### TRECHO
ATENÇÃO: Esta coluna contém temas sensíveis, ficando a critério do leitor de continuar a ler.

Por: CE Rodrigues
“Aceito que me me traia, desde que não haja sentimentos.”
Essa frase, dita com naturalidade por uma jovem japonesa em uma entrevista de rua sobre infidelidade, me deixou simplesmente embasbacado. Não por estar ligado à cultura de um país que admiro profundamente, mas porque escancara algo mais amplo, mais profundo, mais universal: a erosão do afeto em tempos onde amar virou um risco e o corpo, um território banalizado.
No vídeo em questão, exibido em um canal no YouTube cujo nome não me lembro, várias mulheres e homens eram questionados sobre o que fariam caso fossem traídos. E, para meu espanto, muitas das respostas giravam em torno de uma suposta aceitação: desde que o outro “não sentisse nada” durante o ato. Como se fosse possível trair só com a pele, e não com a alma.
Essa lógica, vendida como “madura, livre e moderna”, me parece, na verdade, uma tentativa desesperada de controlar a dor com racionalizações. Mas há coisas que o coração sente antes mesmo que a mente compreenda. E há limites que, uma vez ultrapassados, nos deixam emocionalmente empobrecidos.

### INSTRUÇÕES DE TRABALHO
• A. Por favor, duplique sem alterações a parte da coluna que começa nas palavras "Por: CE Rodrigues" e vai até "com a alma.", inclusive.
• B. De acordo com a coluna, em que lugar foi exibido o vídeo com as perguntas sobre infidelidade?

[Trechos do conjunto de dados de marcação de pontos]
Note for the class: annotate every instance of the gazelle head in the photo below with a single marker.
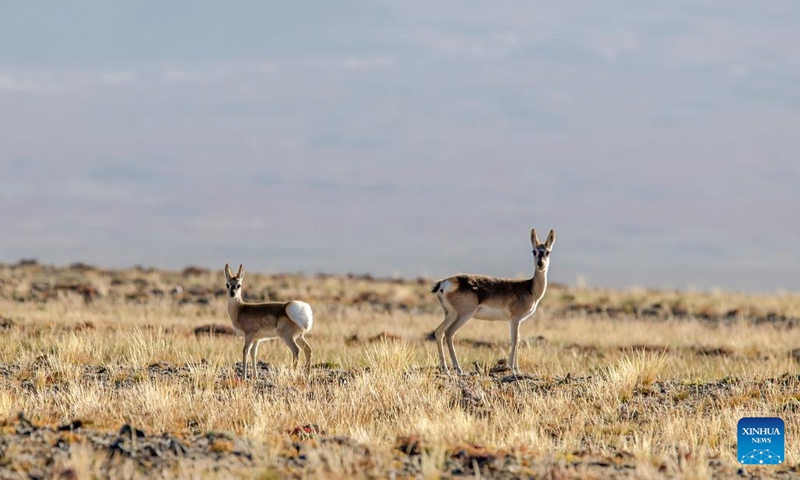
(541, 251)
(234, 283)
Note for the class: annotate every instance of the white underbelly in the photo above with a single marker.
(491, 313)
(485, 312)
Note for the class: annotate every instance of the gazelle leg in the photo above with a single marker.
(248, 345)
(449, 318)
(254, 357)
(290, 342)
(451, 332)
(512, 358)
(307, 351)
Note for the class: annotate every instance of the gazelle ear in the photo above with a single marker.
(534, 238)
(551, 239)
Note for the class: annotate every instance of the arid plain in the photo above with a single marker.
(134, 373)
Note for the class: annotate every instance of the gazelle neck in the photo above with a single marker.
(233, 306)
(539, 282)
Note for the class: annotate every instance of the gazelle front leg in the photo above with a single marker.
(463, 318)
(449, 318)
(512, 358)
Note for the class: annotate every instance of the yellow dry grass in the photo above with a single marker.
(649, 396)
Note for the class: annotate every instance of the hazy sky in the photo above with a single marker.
(659, 139)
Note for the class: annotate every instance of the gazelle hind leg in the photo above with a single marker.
(248, 345)
(290, 342)
(254, 358)
(306, 351)
(449, 318)
(462, 319)
(512, 358)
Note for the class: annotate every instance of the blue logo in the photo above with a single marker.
(761, 440)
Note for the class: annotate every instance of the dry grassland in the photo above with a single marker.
(102, 374)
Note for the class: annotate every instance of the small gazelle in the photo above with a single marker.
(257, 322)
(490, 298)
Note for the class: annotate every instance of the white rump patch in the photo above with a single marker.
(300, 314)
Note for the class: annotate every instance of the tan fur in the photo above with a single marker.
(260, 321)
(491, 298)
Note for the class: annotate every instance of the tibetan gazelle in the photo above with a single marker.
(256, 322)
(490, 298)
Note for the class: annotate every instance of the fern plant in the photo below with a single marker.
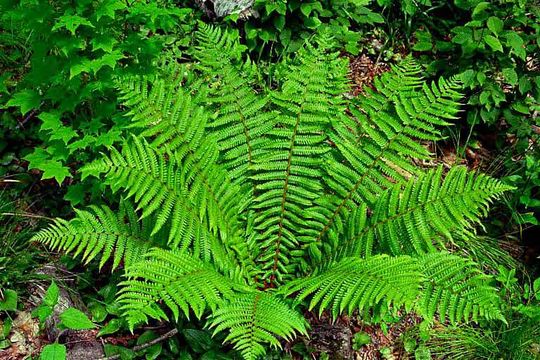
(255, 203)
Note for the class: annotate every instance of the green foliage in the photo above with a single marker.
(255, 319)
(53, 352)
(244, 236)
(74, 53)
(101, 232)
(75, 319)
(285, 25)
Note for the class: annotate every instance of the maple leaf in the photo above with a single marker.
(51, 120)
(109, 7)
(26, 100)
(41, 160)
(71, 22)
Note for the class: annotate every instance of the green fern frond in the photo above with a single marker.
(289, 170)
(216, 47)
(155, 185)
(162, 108)
(240, 119)
(383, 150)
(255, 319)
(409, 218)
(456, 289)
(178, 125)
(404, 78)
(355, 283)
(175, 278)
(101, 232)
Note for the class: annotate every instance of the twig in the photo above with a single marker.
(26, 215)
(146, 345)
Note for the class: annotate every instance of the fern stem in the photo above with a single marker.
(285, 187)
(357, 185)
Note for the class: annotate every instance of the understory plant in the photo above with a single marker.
(247, 205)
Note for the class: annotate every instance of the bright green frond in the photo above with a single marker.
(410, 218)
(457, 290)
(288, 172)
(156, 186)
(240, 114)
(101, 233)
(360, 284)
(167, 113)
(256, 319)
(177, 128)
(384, 147)
(181, 282)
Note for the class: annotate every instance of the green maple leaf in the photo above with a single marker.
(103, 42)
(53, 352)
(109, 7)
(85, 65)
(109, 60)
(51, 120)
(26, 100)
(71, 22)
(52, 168)
(55, 169)
(64, 133)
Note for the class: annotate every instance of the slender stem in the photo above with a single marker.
(163, 337)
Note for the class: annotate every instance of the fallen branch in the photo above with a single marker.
(146, 345)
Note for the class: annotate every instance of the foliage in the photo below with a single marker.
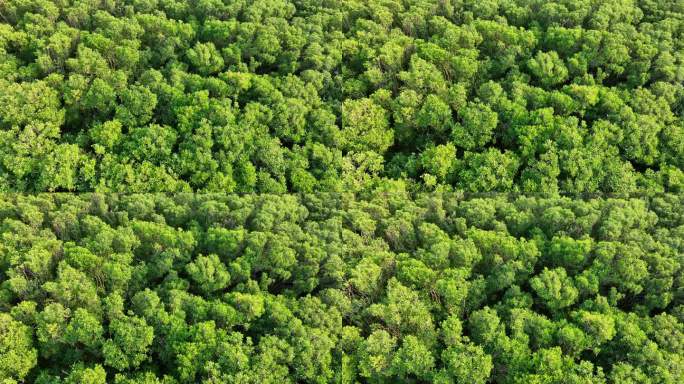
(341, 288)
(273, 96)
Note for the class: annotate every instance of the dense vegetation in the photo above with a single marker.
(336, 288)
(336, 95)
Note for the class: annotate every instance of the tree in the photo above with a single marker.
(16, 347)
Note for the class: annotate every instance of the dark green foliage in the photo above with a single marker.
(525, 96)
(338, 288)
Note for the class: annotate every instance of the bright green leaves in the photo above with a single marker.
(17, 354)
(477, 128)
(365, 126)
(129, 343)
(555, 288)
(209, 273)
(205, 58)
(548, 68)
(136, 107)
(466, 363)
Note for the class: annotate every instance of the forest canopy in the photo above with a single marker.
(526, 96)
(336, 288)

### RESPOSTAS POR TAREFA
• A.
Por: CE Rodrigues
“Aceito que me me traia, desde que não haja sentimentos.”
Essa frase, dita com naturalidade por uma jovem japonesa em uma entrevista de rua sobre infidelidade, me deixou simplesmente embasbacado. Não por estar ligado à cultura de um país que admiro profundamente, mas porque escancara algo mais amplo, mais profundo, mais universal: a erosão do afeto em tempos onde amar virou um risco e o corpo, um território banalizado.
No vídeo em questão, exibido em um canal no YouTube cujo nome não me lembro, várias mulheres e homens eram questionados sobre o que fariam caso fossem traídos. E, para meu espanto, muitas das respostas giravam em torno de uma suposta aceitação: desde que o outro “não sentisse nada” durante o ato. Como se fosse possível trair só com a pele, e não com a alma.

• B. Em um canal no YouTube.